* [QUOTED TEXT]
Our modern lives are ruled by the geography of our area. Rivers, mountains, lakes, and ponds impede travel, forcing a road to go around them.
Unfortunately, maps have fallen out of favor thanks to satellite technology and the GPS in our cell phones. Many people don’t know how to read a map.
However, maps (and the ability to understand them) are a useful tool for authors of fantasy and speculative fiction, or indeed, any fiction set in any place and time.
Where I live, Puget Sound‘s shoreline determines the interstate highway’s path and the locations of cities and towns. Those detours add to the distance we must travel and increase the time it takes to go from one place to another.
The stylesheet is one of the most valuable tools an author can have to aid them in worldbuilding. It costs nothing to create but is a warehouse of information about your work-in-progress.
I suggest you include a glossary of created words, names, a list of sites where you got your research, and myriad notes related to that novel. Those are bits of knowledge you will be glad you made a note of, as they will contribute to the believability of your narrative.
If you are writing a contemporary novel or historical work set in our real world, this is where you keep maps and maybe a link to Google Earth.
If you are interested, a post on creating a stylesheet is here: Designing the Story.

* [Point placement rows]
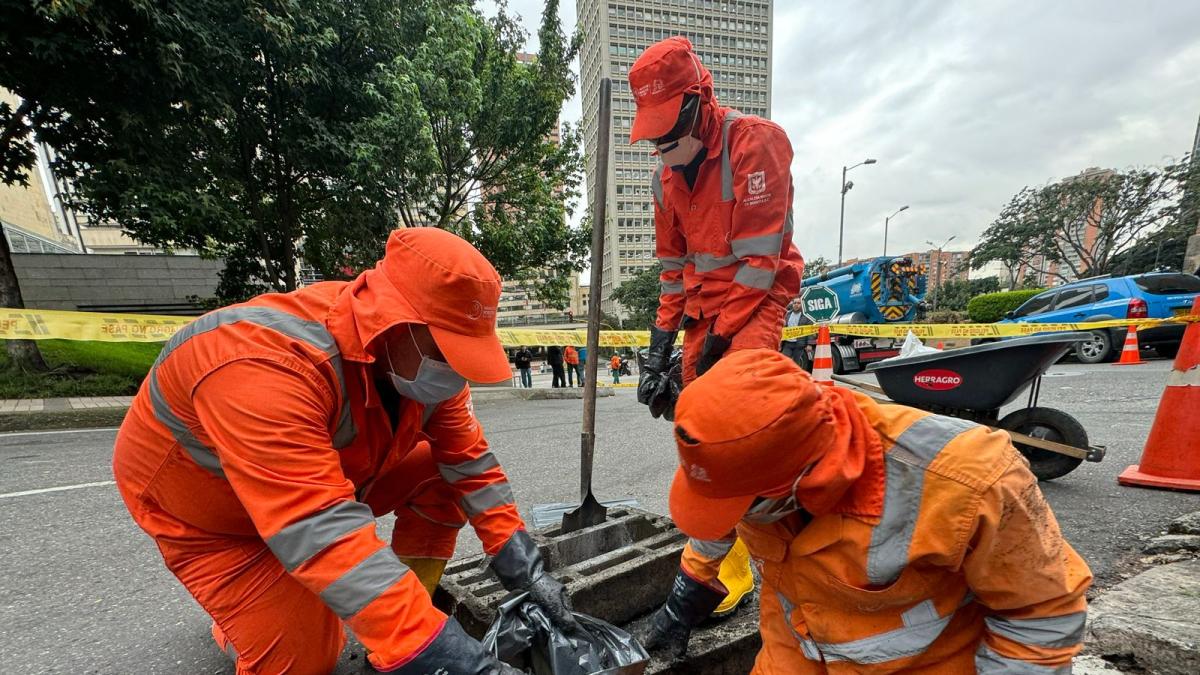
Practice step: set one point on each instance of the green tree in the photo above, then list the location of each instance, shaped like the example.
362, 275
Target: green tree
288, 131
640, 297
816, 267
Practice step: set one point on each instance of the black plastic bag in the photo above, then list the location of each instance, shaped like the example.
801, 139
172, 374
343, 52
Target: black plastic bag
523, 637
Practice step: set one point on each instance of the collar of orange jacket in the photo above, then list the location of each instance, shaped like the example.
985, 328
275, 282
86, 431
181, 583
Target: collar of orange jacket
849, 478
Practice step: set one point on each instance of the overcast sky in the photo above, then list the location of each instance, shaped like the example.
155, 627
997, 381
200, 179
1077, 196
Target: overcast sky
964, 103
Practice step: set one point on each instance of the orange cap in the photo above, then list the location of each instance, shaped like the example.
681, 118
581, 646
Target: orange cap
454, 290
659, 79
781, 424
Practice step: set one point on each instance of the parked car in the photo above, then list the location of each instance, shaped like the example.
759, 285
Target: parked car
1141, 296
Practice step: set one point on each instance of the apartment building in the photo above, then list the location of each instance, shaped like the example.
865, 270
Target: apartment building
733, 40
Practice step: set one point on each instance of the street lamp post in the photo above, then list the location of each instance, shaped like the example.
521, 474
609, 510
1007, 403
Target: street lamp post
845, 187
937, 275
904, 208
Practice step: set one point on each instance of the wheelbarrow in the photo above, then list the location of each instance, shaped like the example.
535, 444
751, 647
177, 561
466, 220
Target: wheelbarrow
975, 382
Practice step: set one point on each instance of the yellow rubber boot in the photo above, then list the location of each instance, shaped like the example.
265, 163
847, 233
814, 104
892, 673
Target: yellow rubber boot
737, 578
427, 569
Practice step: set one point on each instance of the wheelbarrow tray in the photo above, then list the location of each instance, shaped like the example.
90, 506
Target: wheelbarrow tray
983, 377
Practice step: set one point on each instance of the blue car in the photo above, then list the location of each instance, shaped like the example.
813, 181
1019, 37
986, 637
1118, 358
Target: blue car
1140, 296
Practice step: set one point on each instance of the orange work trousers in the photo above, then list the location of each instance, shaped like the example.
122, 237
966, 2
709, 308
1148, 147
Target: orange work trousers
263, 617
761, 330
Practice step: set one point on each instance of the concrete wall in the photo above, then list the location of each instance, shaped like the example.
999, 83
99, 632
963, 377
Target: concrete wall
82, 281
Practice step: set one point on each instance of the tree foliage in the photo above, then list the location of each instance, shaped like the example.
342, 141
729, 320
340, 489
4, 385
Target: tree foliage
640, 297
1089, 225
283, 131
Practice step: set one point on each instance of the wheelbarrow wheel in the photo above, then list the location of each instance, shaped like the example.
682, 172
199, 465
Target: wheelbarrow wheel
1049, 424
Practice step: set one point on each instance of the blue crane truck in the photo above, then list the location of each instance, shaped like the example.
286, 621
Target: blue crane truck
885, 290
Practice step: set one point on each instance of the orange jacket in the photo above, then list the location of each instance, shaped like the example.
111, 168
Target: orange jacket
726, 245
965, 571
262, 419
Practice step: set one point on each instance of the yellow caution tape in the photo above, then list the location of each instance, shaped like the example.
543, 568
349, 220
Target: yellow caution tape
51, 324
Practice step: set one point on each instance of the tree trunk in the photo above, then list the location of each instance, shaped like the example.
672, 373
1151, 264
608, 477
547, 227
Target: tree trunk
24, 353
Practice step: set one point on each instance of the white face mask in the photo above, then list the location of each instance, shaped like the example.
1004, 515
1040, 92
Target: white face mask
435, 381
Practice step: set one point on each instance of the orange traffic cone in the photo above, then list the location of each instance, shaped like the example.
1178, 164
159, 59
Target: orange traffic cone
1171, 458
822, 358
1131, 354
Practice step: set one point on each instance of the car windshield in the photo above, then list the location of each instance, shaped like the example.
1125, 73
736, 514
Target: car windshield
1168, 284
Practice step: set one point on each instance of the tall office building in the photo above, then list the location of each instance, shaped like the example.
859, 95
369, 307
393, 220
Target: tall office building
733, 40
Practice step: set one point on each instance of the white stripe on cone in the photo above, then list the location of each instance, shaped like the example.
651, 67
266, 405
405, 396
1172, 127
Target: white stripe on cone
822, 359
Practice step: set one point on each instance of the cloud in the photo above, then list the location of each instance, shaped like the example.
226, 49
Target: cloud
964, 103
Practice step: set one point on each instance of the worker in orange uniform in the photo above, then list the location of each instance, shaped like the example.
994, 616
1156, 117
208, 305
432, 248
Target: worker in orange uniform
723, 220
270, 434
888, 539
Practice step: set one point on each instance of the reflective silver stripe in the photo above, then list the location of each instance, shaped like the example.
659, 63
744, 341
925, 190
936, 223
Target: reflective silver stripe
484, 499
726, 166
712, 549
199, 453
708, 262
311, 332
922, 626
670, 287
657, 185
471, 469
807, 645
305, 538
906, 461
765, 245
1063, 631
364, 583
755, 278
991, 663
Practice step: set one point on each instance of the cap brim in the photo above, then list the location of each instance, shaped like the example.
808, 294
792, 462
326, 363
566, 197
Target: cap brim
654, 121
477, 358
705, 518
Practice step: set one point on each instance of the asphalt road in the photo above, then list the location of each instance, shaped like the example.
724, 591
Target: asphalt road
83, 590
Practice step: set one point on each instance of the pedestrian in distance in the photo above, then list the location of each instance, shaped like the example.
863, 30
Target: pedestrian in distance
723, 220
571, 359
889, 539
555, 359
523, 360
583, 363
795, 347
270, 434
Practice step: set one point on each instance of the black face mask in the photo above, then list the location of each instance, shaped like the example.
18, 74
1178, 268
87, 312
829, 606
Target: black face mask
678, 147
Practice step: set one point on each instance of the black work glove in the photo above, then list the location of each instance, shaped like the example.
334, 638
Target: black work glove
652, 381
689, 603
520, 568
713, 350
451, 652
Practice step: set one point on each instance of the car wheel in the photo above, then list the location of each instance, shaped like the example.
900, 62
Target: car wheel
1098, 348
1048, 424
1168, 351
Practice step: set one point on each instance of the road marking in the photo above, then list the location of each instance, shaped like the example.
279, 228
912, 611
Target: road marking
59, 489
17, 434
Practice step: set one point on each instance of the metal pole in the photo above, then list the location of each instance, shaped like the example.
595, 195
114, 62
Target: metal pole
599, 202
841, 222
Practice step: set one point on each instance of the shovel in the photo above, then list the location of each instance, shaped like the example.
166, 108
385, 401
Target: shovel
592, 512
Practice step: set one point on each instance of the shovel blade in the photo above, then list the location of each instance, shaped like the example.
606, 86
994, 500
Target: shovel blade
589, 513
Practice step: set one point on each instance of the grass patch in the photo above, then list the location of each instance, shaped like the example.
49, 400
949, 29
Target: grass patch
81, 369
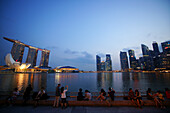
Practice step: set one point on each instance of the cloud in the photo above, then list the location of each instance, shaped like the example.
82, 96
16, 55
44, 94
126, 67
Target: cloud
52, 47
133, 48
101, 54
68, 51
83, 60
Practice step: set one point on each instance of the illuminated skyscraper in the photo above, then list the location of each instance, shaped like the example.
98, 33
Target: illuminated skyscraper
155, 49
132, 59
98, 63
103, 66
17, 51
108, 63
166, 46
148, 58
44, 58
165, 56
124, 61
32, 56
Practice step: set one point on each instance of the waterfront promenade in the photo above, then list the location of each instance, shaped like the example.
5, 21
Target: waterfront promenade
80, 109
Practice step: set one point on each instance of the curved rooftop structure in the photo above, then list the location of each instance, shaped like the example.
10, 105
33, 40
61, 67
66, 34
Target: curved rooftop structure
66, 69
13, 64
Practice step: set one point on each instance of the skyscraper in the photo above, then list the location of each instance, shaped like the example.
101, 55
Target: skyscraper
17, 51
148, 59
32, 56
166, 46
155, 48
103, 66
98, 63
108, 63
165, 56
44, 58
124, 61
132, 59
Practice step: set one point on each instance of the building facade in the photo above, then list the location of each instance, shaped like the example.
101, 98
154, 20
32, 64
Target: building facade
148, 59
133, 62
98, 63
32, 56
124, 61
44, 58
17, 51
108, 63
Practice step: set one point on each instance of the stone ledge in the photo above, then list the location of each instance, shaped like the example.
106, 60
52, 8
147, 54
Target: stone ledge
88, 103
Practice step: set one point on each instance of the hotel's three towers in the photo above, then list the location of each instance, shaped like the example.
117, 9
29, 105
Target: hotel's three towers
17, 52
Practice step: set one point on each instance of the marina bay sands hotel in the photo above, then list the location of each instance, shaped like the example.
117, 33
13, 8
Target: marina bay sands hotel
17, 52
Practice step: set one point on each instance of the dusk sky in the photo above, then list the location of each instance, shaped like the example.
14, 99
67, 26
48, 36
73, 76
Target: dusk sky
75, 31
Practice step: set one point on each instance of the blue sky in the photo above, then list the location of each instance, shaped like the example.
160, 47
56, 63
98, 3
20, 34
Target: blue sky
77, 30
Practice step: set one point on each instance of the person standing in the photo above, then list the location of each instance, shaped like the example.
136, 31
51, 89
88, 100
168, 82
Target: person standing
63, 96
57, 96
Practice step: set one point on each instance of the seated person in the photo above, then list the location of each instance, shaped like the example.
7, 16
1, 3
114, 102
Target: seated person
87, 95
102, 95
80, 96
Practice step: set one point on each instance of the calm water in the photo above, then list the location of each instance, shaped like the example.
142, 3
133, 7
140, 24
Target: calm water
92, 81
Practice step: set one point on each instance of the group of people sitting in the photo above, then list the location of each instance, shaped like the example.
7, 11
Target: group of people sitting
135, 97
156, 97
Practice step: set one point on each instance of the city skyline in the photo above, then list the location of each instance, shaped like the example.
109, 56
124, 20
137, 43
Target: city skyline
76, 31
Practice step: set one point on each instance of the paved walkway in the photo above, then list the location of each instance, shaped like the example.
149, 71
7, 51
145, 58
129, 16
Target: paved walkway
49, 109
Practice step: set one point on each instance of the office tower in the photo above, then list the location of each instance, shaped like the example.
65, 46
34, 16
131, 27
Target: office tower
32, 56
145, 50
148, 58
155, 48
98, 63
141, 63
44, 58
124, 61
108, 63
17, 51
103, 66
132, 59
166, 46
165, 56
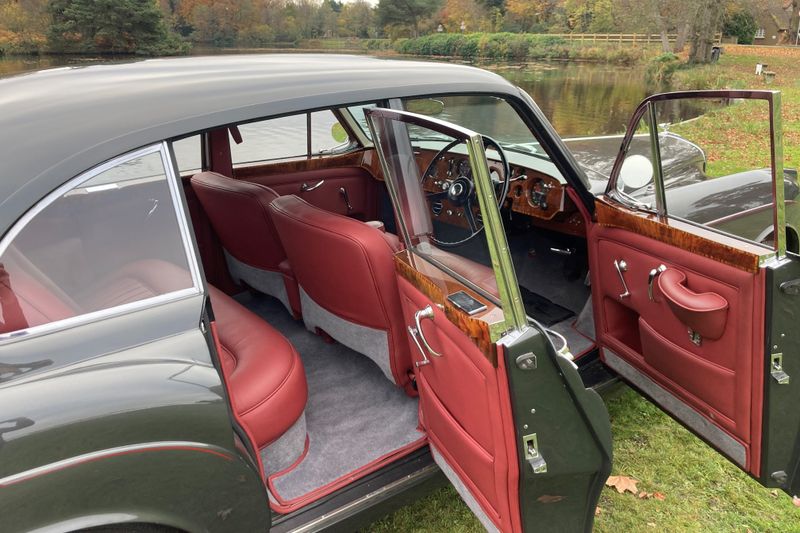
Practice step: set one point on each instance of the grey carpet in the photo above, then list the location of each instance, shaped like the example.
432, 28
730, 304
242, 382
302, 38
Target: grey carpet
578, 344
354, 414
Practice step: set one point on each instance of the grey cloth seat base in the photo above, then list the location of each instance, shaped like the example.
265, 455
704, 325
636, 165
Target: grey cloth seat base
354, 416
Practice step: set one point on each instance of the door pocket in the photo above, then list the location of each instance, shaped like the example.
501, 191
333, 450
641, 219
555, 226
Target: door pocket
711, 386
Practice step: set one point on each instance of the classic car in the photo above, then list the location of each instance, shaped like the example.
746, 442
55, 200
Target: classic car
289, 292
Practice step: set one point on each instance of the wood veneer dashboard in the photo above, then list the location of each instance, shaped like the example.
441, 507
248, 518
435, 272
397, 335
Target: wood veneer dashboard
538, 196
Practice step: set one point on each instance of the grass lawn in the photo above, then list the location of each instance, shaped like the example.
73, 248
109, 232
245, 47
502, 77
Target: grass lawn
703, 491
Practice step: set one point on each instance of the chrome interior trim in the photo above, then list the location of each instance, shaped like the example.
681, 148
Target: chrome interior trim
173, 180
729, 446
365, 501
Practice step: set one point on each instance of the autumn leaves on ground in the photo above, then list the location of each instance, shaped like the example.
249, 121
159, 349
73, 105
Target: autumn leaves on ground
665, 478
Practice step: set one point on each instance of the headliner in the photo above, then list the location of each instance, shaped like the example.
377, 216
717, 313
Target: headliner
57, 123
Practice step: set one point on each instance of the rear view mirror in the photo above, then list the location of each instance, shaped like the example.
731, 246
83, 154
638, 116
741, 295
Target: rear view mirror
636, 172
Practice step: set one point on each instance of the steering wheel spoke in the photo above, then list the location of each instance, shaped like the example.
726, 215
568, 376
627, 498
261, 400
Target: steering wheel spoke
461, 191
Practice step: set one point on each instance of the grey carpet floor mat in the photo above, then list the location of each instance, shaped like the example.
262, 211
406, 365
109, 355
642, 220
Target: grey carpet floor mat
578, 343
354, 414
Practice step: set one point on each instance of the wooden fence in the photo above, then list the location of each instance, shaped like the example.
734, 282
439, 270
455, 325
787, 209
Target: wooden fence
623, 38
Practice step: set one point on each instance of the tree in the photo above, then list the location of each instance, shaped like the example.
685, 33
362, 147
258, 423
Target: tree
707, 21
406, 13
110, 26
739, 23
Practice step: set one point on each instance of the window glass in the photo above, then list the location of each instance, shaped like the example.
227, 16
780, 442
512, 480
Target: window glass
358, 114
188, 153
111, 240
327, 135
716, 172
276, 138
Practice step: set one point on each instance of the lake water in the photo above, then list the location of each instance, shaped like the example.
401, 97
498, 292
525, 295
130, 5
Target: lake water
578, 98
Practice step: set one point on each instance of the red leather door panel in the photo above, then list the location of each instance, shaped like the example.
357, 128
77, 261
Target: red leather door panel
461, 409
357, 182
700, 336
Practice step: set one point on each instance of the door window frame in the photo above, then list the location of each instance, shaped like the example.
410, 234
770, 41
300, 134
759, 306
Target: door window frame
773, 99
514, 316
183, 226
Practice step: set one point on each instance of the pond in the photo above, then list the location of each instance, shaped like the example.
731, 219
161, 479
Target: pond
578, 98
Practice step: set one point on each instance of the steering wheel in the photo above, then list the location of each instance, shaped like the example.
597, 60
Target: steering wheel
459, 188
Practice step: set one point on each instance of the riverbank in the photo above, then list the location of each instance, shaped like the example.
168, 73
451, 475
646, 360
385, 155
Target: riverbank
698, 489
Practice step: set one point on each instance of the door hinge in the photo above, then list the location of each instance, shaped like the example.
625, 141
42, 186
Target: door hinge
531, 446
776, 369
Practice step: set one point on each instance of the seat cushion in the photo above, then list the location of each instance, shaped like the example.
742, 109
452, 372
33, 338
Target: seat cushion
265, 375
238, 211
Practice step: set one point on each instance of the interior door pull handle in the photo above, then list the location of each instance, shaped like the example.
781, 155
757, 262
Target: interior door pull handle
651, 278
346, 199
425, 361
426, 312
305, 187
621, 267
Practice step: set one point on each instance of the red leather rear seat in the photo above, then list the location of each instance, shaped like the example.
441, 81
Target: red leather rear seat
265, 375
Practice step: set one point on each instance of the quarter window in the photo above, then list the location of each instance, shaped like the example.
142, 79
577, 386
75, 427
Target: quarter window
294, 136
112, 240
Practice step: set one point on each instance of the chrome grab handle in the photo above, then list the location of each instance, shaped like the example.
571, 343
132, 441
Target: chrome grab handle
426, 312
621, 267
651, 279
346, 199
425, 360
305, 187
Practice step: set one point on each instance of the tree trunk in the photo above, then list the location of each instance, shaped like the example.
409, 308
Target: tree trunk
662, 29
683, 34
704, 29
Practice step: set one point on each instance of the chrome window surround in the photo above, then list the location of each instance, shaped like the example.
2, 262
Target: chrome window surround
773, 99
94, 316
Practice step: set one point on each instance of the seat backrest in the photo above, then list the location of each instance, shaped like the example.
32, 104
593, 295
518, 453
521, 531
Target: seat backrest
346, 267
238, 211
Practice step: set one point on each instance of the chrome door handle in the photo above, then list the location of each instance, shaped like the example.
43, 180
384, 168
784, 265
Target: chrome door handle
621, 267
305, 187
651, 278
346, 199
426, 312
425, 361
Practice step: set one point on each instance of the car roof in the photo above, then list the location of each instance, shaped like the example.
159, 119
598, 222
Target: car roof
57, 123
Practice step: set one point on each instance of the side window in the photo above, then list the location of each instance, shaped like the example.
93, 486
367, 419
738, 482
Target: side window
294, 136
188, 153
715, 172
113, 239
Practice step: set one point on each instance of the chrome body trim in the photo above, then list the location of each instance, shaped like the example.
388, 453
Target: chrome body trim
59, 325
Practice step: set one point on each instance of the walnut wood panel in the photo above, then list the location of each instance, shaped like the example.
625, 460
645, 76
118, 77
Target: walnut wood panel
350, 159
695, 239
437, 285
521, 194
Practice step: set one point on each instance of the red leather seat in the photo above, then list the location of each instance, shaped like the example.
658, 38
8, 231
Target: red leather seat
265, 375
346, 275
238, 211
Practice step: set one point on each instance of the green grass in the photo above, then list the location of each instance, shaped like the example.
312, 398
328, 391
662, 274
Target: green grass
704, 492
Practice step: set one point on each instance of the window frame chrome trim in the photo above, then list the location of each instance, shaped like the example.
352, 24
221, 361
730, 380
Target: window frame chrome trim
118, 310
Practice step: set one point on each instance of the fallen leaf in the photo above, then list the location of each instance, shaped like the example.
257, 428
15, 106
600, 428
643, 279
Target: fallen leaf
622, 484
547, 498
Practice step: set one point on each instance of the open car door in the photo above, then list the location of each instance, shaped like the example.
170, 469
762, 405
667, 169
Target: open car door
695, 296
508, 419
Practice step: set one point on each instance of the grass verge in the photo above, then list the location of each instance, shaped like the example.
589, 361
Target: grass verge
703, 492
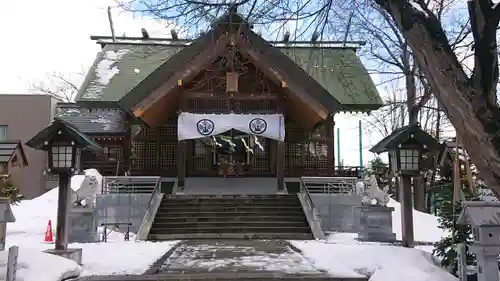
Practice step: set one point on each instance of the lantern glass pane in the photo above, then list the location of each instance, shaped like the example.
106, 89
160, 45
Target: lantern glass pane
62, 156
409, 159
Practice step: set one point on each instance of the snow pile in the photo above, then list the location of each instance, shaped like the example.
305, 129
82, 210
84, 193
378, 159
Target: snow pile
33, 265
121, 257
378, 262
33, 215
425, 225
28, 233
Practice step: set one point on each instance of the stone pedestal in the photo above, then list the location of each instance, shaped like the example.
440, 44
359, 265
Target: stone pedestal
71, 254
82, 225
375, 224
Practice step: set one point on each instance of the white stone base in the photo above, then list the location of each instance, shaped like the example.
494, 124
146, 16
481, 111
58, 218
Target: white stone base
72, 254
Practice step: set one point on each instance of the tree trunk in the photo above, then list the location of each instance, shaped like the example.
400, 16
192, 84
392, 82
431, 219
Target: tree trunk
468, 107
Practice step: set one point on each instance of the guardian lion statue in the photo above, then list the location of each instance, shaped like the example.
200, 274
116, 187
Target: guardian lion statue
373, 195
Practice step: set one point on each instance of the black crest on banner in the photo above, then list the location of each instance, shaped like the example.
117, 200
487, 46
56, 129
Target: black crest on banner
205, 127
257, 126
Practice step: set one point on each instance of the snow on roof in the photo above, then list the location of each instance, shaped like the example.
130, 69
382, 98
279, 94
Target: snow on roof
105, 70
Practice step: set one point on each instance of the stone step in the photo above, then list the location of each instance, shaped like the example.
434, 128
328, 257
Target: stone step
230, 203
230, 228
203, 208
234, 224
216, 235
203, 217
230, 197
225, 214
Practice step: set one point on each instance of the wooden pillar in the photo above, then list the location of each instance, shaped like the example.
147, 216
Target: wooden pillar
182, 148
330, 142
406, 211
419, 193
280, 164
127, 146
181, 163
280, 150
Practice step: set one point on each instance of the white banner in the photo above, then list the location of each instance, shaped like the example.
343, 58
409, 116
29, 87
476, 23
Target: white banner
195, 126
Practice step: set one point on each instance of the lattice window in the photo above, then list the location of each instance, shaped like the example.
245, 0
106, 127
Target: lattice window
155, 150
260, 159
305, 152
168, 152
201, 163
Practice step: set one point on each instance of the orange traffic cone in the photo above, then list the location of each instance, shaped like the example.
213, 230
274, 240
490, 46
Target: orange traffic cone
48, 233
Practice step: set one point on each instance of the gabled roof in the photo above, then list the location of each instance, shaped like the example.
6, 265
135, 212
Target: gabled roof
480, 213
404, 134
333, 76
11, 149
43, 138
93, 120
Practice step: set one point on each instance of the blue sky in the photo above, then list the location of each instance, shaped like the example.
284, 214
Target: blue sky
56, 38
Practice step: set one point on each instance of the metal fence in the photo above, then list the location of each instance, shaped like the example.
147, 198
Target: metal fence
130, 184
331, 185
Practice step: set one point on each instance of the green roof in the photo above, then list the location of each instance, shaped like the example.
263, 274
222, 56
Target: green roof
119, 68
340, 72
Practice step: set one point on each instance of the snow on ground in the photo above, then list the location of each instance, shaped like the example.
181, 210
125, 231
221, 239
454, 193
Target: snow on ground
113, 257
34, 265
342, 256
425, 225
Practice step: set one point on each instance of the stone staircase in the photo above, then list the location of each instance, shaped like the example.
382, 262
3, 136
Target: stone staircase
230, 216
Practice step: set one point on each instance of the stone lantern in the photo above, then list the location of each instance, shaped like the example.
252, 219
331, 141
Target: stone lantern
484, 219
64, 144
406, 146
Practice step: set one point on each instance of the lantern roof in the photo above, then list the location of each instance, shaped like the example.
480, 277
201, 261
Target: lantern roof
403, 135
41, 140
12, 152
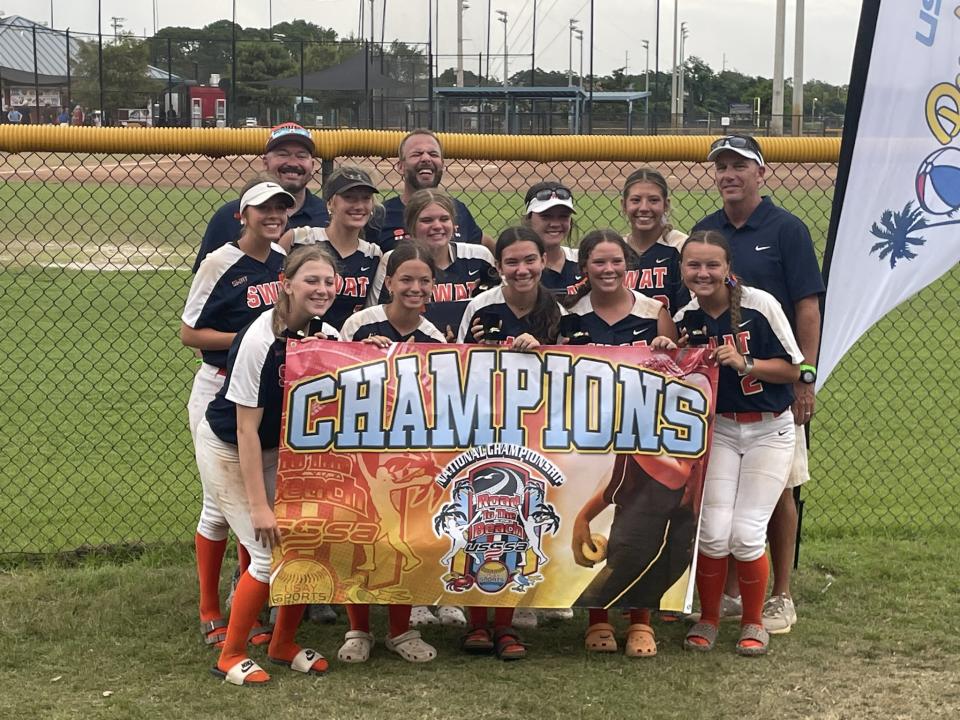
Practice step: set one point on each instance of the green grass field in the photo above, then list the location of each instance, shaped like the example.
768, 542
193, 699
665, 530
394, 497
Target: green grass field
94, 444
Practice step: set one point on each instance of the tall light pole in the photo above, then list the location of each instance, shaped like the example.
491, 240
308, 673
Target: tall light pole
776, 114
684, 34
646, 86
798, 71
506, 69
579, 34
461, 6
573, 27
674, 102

* [EXERCISE DETAILS]
In the passage on maps and stylesheets, what determines the interstate highway's path where the writer lives? These rows have no connection to the passage on maps and stylesheets.

* [COMPLETED EXERCISE]
Puget Sound's shoreline.